Image location labeling entries

** begin **

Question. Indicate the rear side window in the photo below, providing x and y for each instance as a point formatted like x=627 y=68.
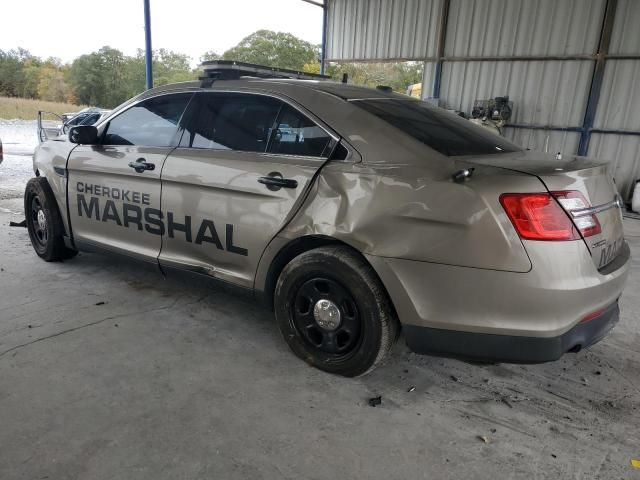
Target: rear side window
x=153 y=122
x=443 y=131
x=231 y=122
x=295 y=134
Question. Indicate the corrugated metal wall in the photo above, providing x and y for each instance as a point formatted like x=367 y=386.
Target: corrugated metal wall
x=382 y=29
x=542 y=53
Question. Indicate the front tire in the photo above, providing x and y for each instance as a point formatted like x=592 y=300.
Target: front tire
x=334 y=312
x=44 y=222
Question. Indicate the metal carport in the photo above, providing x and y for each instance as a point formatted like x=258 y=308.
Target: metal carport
x=571 y=67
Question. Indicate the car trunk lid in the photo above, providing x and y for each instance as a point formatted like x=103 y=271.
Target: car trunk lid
x=590 y=179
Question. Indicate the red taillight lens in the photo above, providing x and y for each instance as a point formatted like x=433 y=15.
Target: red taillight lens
x=538 y=216
x=572 y=201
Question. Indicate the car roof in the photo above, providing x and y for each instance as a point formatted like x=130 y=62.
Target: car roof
x=342 y=90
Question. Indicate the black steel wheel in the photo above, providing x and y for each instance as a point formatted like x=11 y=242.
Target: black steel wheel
x=326 y=315
x=44 y=222
x=334 y=312
x=39 y=222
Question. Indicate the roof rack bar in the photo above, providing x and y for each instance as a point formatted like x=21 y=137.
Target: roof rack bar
x=232 y=70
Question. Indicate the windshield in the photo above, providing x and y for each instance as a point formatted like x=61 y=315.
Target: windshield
x=437 y=128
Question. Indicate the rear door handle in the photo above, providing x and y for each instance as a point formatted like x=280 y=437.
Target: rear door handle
x=140 y=165
x=274 y=181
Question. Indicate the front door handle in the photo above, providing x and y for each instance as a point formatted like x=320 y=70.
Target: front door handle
x=140 y=165
x=274 y=181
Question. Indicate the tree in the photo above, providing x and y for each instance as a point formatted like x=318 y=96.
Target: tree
x=274 y=49
x=398 y=76
x=210 y=55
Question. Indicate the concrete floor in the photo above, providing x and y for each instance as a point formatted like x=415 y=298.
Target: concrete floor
x=109 y=371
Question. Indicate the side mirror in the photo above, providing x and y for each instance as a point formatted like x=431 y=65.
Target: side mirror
x=83 y=134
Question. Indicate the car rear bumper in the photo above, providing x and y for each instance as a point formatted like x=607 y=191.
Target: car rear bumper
x=510 y=348
x=562 y=288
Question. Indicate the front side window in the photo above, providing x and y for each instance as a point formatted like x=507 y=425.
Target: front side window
x=443 y=131
x=231 y=121
x=295 y=134
x=152 y=123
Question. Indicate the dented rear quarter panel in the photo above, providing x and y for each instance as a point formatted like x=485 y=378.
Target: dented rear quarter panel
x=416 y=214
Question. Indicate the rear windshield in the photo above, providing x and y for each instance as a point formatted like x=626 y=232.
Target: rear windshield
x=443 y=131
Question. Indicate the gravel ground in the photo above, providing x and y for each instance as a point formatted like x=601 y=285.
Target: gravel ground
x=19 y=138
x=110 y=371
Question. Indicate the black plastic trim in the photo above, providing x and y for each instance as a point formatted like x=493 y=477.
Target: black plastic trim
x=510 y=348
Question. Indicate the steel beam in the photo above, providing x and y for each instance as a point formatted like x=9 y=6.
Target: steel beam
x=147 y=44
x=442 y=38
x=598 y=76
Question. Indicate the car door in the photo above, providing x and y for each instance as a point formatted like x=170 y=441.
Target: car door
x=243 y=163
x=114 y=187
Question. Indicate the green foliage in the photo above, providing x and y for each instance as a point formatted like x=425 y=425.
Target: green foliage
x=107 y=77
x=398 y=76
x=210 y=55
x=274 y=49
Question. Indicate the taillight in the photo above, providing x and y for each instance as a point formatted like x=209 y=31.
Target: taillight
x=540 y=216
x=573 y=201
x=537 y=216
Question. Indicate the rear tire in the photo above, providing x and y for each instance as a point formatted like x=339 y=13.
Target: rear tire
x=44 y=221
x=334 y=312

** end **

## Stated goal
Can you rewrite the material from the line containing "Question. Indicate the tree" down to the line containing "x=110 y=371", both included, adding -10 to every x and y coordinate in the answer points while keeping the sample coordinates after "formatted like" unchanged?

## Solution for this problem
Question. Indicate the tree in the photo above, providing x and y for each instance as a point formatted like x=318 y=96.
Target: tree
x=264 y=39
x=388 y=66
x=200 y=45
Question. Indicate the concrete floor in the photo above, providing x and y for each instance as a point formatted like x=415 y=298.
Target: concrete floor
x=99 y=361
Question. Indicate the side mirror in the photo above, providing x and y for each instance as a point formatted like x=431 y=65.
Target: side mirror
x=73 y=124
Question. Indicate the car rear bumper in the photo above, providing x and y for each instance as a point formatted like x=607 y=191.
Target: car rear bumper
x=500 y=338
x=552 y=278
Question. Indicate the front side window in the photo above, providing x and y for each instance as a point formatted like x=507 y=425.
Target: front side window
x=433 y=121
x=221 y=111
x=285 y=124
x=142 y=113
Question. Indicate the dented rear quarter panel in the photo above, providing x and y for each instance as a point formatted like x=485 y=378.
Target: dented rear quarter panel
x=406 y=204
Question. Indicate the rear windshield in the photo above, providing x and y for each instance as a point formatted like x=626 y=232.
Target: rear windshield
x=433 y=121
Question. Indicate the gravel ground in the photo above, providing x and y for each instance as a point formatted like x=601 y=285.
Target: gravel ground
x=9 y=128
x=100 y=361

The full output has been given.